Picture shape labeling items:
-------
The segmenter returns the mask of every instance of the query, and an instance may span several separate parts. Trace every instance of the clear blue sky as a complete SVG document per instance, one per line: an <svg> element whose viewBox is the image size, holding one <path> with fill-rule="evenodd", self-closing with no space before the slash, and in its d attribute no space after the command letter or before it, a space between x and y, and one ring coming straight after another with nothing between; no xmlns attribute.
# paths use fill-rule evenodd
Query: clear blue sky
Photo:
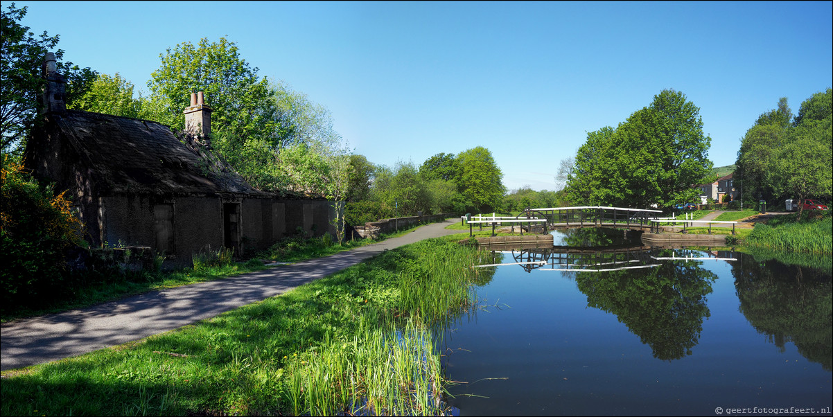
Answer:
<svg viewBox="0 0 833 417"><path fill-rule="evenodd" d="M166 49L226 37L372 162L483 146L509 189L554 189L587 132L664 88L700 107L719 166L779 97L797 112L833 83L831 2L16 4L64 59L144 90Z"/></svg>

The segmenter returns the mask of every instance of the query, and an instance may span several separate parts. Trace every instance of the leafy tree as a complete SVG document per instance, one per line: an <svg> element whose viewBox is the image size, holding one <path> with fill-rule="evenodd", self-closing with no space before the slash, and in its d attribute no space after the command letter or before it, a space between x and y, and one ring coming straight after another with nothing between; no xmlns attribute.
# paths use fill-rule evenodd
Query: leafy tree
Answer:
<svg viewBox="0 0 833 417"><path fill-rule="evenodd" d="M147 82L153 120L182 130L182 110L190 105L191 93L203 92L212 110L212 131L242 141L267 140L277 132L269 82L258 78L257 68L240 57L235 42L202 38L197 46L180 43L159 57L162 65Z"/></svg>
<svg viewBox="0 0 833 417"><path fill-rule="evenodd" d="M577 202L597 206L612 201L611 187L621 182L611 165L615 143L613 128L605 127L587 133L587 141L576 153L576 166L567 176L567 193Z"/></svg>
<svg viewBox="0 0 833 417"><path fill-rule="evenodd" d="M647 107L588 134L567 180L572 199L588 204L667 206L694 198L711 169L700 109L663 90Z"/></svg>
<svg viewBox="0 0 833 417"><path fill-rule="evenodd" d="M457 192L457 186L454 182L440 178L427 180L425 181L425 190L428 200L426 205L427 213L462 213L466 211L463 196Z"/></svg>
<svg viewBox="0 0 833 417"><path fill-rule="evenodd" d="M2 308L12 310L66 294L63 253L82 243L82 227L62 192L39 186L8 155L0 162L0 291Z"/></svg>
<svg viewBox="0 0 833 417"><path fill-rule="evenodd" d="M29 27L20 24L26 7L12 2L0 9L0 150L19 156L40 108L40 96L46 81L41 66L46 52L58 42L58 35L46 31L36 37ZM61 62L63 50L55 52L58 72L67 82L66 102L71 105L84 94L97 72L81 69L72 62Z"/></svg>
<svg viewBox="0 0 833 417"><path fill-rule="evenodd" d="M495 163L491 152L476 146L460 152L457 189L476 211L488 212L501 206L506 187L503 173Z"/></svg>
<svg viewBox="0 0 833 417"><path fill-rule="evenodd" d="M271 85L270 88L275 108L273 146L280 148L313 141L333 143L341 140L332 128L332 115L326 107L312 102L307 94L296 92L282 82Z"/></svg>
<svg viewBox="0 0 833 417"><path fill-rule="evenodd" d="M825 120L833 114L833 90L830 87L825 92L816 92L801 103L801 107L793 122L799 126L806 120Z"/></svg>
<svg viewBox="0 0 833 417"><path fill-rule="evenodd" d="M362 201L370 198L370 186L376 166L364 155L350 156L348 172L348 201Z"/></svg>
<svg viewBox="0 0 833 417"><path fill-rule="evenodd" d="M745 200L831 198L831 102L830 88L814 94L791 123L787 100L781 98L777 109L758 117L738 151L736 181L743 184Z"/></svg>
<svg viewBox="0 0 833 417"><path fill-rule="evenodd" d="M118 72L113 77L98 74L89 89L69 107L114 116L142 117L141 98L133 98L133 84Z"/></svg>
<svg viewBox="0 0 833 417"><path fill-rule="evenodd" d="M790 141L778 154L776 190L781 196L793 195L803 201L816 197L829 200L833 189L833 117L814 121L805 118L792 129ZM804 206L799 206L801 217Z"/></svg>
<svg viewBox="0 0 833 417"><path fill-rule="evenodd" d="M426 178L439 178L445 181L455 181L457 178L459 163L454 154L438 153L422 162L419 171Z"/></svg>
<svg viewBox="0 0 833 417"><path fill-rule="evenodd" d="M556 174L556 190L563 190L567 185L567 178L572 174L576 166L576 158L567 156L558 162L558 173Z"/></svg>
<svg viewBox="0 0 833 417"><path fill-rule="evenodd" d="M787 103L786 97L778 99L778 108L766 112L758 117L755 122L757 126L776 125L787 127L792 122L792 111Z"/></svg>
-------
Copy every one of the lines above word for word, but leave out the pictures.

■ **Output of the exercise**:
The segmenter returns the mask of every instance of the query, and an instance may span several separate parts. Trace every instance of the clear blue sky as a complete SVG document per instance, one per line: an <svg> element whose viewBox is the image size, holding one <path> with fill-rule="evenodd", self-closing with no space before the slash, and in its d attribute no space after the command letter or before it, a space between x and y, and one ring coming straight after another with nothing between; no xmlns attribute.
# paths use fill-rule evenodd
Query: clear blue sky
Photo:
Answer:
<svg viewBox="0 0 833 417"><path fill-rule="evenodd" d="M166 49L226 37L372 162L483 146L509 189L554 189L587 132L664 88L700 107L719 166L779 97L797 112L833 83L831 2L16 4L64 59L144 90Z"/></svg>

The segmenter returns the mask of every instance of the query, and an instance may span several separate parts. Trace every instance of the leafy tree as a complete SVG document per instance, one per line: an <svg> element whose viewBox is the image size, holding one <path> with fill-rule="evenodd", self-closing with no space before the slash, and in its d attribute no space after the command letter or before it, a space between x and y, and one ring coming straight after another with nothing between; no xmlns attribute.
# paths use fill-rule evenodd
Query: leafy tree
Answer:
<svg viewBox="0 0 833 417"><path fill-rule="evenodd" d="M147 82L153 120L182 130L182 110L190 105L191 93L203 92L212 110L212 131L242 141L267 140L277 132L269 82L258 78L257 68L240 57L235 42L202 38L197 46L180 43L159 57L162 65Z"/></svg>
<svg viewBox="0 0 833 417"><path fill-rule="evenodd" d="M577 202L597 206L612 201L611 187L621 182L611 165L615 143L613 128L605 127L587 133L587 141L576 153L576 166L567 176L567 193Z"/></svg>
<svg viewBox="0 0 833 417"><path fill-rule="evenodd" d="M647 107L588 134L567 180L572 199L588 204L667 206L694 198L711 169L700 109L663 90Z"/></svg>
<svg viewBox="0 0 833 417"><path fill-rule="evenodd" d="M457 192L457 186L454 182L440 178L427 180L425 181L425 190L428 200L426 205L427 213L462 213L466 211L463 196Z"/></svg>
<svg viewBox="0 0 833 417"><path fill-rule="evenodd" d="M2 308L12 310L66 294L63 253L82 243L82 227L62 192L39 186L8 155L0 162L0 291Z"/></svg>
<svg viewBox="0 0 833 417"><path fill-rule="evenodd" d="M29 27L20 24L26 7L12 2L0 9L0 150L19 156L40 108L40 96L46 81L41 66L46 52L58 42L58 35L46 31L36 37ZM61 62L63 50L55 52L58 72L67 82L66 102L71 105L84 94L97 72L81 69L72 62Z"/></svg>
<svg viewBox="0 0 833 417"><path fill-rule="evenodd" d="M495 163L491 152L476 146L460 152L457 189L476 211L488 212L501 206L506 187L503 173Z"/></svg>
<svg viewBox="0 0 833 417"><path fill-rule="evenodd" d="M271 85L270 88L275 108L273 146L280 148L313 141L333 143L341 140L332 128L332 115L326 107L312 102L307 94L296 92L282 82Z"/></svg>
<svg viewBox="0 0 833 417"><path fill-rule="evenodd" d="M825 120L833 114L833 90L830 87L825 92L816 92L801 103L801 107L793 122L799 126L806 120Z"/></svg>
<svg viewBox="0 0 833 417"><path fill-rule="evenodd" d="M362 201L370 198L370 186L376 166L364 155L350 156L348 172L348 201Z"/></svg>
<svg viewBox="0 0 833 417"><path fill-rule="evenodd" d="M745 200L831 198L831 102L830 88L814 94L791 123L787 100L781 98L777 109L758 117L738 151L736 181L743 184Z"/></svg>
<svg viewBox="0 0 833 417"><path fill-rule="evenodd" d="M118 72L113 77L98 74L89 89L69 107L114 116L142 117L141 98L133 98L133 84Z"/></svg>
<svg viewBox="0 0 833 417"><path fill-rule="evenodd" d="M790 141L778 154L776 190L781 196L793 195L803 201L816 197L829 200L833 189L833 117L814 121L805 118L792 129ZM804 206L799 206L801 217Z"/></svg>
<svg viewBox="0 0 833 417"><path fill-rule="evenodd" d="M426 178L439 178L445 181L455 181L457 178L459 163L454 154L438 153L422 162L419 171Z"/></svg>
<svg viewBox="0 0 833 417"><path fill-rule="evenodd" d="M556 174L556 190L563 190L567 185L567 178L572 174L576 166L576 158L567 156L558 162L558 173Z"/></svg>
<svg viewBox="0 0 833 417"><path fill-rule="evenodd" d="M787 103L786 97L778 99L778 108L766 112L758 117L755 122L757 126L776 125L787 127L792 122L792 111Z"/></svg>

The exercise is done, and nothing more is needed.